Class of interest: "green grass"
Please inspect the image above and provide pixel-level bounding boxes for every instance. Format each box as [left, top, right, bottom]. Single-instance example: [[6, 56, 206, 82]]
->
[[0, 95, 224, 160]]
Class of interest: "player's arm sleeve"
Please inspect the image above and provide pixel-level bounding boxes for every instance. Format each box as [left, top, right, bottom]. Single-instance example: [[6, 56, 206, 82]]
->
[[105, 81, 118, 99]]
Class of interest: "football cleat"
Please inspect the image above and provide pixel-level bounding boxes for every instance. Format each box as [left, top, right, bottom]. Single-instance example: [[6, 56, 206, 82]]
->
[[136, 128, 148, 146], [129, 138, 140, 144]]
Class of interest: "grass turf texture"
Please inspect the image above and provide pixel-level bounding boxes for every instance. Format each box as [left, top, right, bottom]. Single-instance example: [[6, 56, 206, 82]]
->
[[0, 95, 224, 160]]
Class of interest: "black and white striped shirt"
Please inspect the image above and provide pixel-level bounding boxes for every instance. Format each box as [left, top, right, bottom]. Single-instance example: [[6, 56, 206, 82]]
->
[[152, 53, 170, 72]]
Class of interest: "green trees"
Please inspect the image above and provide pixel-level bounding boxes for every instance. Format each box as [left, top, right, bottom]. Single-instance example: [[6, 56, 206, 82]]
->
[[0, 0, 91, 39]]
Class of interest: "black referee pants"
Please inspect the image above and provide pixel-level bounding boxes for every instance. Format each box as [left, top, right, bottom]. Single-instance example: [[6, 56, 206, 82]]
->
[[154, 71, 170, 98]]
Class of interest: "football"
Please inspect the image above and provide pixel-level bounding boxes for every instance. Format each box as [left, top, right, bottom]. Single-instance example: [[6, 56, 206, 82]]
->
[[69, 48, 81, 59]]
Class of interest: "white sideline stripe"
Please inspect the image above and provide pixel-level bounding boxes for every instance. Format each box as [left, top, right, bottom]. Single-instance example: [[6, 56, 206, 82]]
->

_Required task_. State how many of the lines above contain the string "black", counting a match only if its case is the same. Reply with the number alone.

_The answer_. 2